* **Exercise tasks**
(a) In the book review, from what perspective does Rijser approach Raphael?
(b) Recast the stretch of the records from their start through the line containing "[0,160,41,219]" as a numbered list, leaving out any blank lines.

* **Excerpted passage**

○ ○ ○ ○ ○

Rijser, David. Raphael’s Poetics: Art and Poetry in High Renaissance Rome. Amsterdam: Amsterdam University Press, 2012. xxvii + 475 pp. ISBN 978-9089643421. $47.50 paper.

 

Raphael’s Poetics is a sophisticated exercise in freewheeling typology that opens new interpretive possibilities for the High Renaissance in Rome. Particularly important is the insistence on the importance of the Renaissance Latinists and a loosening of the constrictions of both Florentine-dominated criticism and the cult of the individual artist in subsequent art history. The chains of conjecture are often long, but the evidence along the way is always of interest. Rijser approaches Raphael from a literary perspective, viewing images in the context of a culture conditioned by ancient and neo-Latin poetics. The ekphrastic tradition in poetry is used as a guide to an analysis in which the participation of the viewer is essential. Considering interactive typology and emphasis leads to an examination of spaces (thus decorative programs) and participants (or patrons).

○ ○ ○ ○ ○

Detection examples
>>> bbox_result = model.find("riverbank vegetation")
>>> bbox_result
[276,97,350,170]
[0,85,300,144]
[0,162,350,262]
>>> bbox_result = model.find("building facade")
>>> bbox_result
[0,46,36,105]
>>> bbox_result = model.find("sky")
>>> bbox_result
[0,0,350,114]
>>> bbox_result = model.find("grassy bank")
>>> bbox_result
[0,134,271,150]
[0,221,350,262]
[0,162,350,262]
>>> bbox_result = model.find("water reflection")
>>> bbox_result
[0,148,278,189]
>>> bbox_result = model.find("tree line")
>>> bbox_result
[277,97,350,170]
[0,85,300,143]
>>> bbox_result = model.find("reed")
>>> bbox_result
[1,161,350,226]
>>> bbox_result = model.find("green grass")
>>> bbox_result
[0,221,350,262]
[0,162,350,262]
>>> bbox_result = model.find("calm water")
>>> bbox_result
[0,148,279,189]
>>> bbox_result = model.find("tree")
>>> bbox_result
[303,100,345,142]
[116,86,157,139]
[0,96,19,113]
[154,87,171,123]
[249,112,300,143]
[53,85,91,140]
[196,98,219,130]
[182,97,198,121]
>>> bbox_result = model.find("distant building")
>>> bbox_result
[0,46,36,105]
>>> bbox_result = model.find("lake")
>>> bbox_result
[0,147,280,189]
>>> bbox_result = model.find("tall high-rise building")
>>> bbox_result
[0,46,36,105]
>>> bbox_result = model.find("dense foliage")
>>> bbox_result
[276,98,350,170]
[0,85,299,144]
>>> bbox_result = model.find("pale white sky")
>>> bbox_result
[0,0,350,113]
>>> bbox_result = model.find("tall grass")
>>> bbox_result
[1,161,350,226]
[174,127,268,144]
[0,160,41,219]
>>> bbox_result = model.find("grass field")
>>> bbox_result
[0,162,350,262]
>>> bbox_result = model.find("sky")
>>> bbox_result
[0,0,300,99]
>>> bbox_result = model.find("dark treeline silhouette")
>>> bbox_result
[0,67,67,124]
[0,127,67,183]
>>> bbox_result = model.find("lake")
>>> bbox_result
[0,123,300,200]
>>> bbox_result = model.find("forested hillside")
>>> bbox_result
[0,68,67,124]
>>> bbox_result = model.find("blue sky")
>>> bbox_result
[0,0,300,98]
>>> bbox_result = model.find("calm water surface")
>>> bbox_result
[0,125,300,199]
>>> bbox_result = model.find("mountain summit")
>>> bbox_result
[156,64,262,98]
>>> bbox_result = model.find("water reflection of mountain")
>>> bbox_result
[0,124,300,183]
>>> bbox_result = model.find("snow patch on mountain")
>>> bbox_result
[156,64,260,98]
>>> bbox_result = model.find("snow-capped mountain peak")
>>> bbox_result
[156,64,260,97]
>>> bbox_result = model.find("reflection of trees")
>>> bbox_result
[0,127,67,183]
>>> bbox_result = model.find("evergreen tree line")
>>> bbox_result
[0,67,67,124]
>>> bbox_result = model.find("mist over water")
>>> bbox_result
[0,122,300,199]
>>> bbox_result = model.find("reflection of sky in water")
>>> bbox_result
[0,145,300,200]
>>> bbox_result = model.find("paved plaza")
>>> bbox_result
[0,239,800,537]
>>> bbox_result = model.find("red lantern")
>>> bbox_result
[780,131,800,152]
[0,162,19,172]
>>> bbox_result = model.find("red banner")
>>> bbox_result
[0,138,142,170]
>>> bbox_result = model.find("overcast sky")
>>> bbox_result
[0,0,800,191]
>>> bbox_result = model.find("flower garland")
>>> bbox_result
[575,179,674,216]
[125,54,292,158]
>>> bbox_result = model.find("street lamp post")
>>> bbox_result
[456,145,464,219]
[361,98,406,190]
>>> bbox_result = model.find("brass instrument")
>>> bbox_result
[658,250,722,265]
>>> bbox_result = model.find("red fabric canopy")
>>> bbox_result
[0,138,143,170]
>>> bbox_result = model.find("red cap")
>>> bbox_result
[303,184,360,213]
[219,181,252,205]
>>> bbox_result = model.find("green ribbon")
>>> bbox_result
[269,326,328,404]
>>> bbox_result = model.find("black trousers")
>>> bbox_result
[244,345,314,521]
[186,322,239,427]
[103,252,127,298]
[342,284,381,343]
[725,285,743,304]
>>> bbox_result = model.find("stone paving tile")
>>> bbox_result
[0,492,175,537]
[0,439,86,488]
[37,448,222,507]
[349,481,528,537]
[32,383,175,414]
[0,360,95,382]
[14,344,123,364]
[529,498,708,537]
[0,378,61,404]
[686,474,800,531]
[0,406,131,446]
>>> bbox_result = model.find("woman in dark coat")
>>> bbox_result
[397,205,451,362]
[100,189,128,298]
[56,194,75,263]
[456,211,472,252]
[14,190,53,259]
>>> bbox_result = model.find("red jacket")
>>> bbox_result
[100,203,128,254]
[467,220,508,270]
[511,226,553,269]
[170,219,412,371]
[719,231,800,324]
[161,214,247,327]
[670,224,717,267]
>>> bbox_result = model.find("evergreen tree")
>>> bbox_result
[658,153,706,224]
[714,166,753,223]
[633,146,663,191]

○ ○ ○ ○ ○

* **Replies**
(a) From a literary perspective.

(b)
1. >>> bbox_result = model.find("riverbank vegetation")
2. >>> bbox_result
3. [276,97,350,170]
4. [0,85,300,144]
5. [0,162,350,262]
6. >>> bbox_result = model.find("building facade")
7. >>> bbox_result
8. [0,46,36,105]
9. >>> bbox_result = model.find("sky")
10. >>> bbox_result
11. [0,0,350,114]
12. >>> bbox_result = model.find("grassy bank")
13. >>> bbox_result
14. [0,134,271,150]
15. [0,221,350,262]
16. [0,162,350,262]
17. >>> bbox_result = model.find("water reflection")
18. >>> bbox_result
19. [0,148,278,189]
20. >>> bbox_result = model.find("tree line")
21. >>> bbox_result
22. [277,97,350,170]
23. [0,85,300,143]
24. >>> bbox_result = model.find("reed")
25. >>> bbox_result
26. [1,161,350,226]
27. >>> bbox_result = model.find("green grass")
28. >>> bbox_result
29. [0,221,350,262]
30. [0,162,350,262]
31. >>> bbox_result = model.find("calm water")
32. >>> bbox_result
33. [0,148,279,189]
34. >>> bbox_result = model.find("tree")
35. >>> bbox_result
36. [303,100,345,142]
37. [116,86,157,139]
38. [0,96,19,113]
39. [154,87,171,123]
40. [249,112,300,143]
41. [53,85,91,140]
42. [196,98,219,130]
43. [182,97,198,121]
44. >>> bbox_result = model.find("distant building")
45. >>> bbox_result
46. [0,46,36,105]
47. >>> bbox_result = model.find("lake")
48. >>> bbox_result
49. [0,147,280,189]
50. >>> bbox_result = model.find("tall high-rise building")
51. >>> bbox_result
52. [0,46,36,105]
53. >>> bbox_result = model.find("dense foliage")
54. >>> bbox_result
55. [276,98,350,170]
56. [0,85,299,144]
57. >>> bbox_result = model.find("pale white sky")
58. >>> bbox_result
59. [0,0,350,113]
60. >>> bbox_result = model.find("tall grass")
61. >>> bbox_result
62. [1,161,350,226]
63. [174,127,268,144]
64. [0,160,41,219]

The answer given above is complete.